++++ DATA FOR THIS EXERCISE ++++

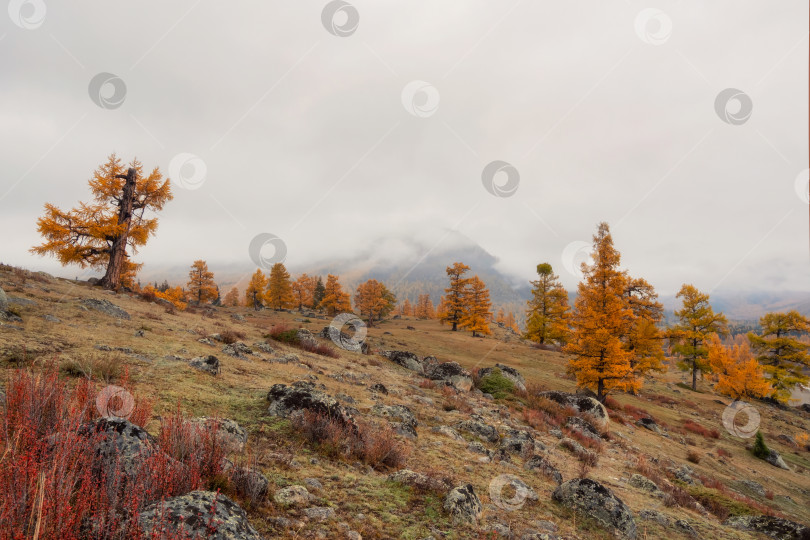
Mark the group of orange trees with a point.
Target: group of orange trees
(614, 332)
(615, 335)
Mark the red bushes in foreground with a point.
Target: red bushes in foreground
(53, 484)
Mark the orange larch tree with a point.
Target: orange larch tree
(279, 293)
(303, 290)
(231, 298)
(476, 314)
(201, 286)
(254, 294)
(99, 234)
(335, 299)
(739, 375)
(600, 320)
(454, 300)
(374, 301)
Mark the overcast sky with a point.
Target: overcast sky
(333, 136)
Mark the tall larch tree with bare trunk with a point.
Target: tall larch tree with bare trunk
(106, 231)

++++

### PROBLEM DESCRIPTION
Rewrite the lines of all the records above as a single numbered list, skipping any blank lines. Omit the pictures from your answer.

### OUTPUT
1. Mark the group of orange trees with a point.
2. Target: group of orange trees
3. (614, 332)
4. (615, 335)
5. Mark the red bushes in foreground with a point.
6. Target: red bushes in foreground
7. (53, 484)
8. Mark the orange larch tree with a point.
9. Target: orange larch tree
10. (279, 293)
11. (303, 290)
12. (231, 298)
13. (476, 314)
14. (201, 286)
15. (254, 294)
16. (99, 234)
17. (335, 299)
18. (739, 375)
19. (600, 320)
20. (454, 300)
21. (374, 301)
22. Mark the overcast sky with a point.
23. Target: overcast sky
24. (333, 136)
25. Mark the tall larch tree with bare trunk with a point.
26. Target: tall larch tree with bare trunk
27. (106, 231)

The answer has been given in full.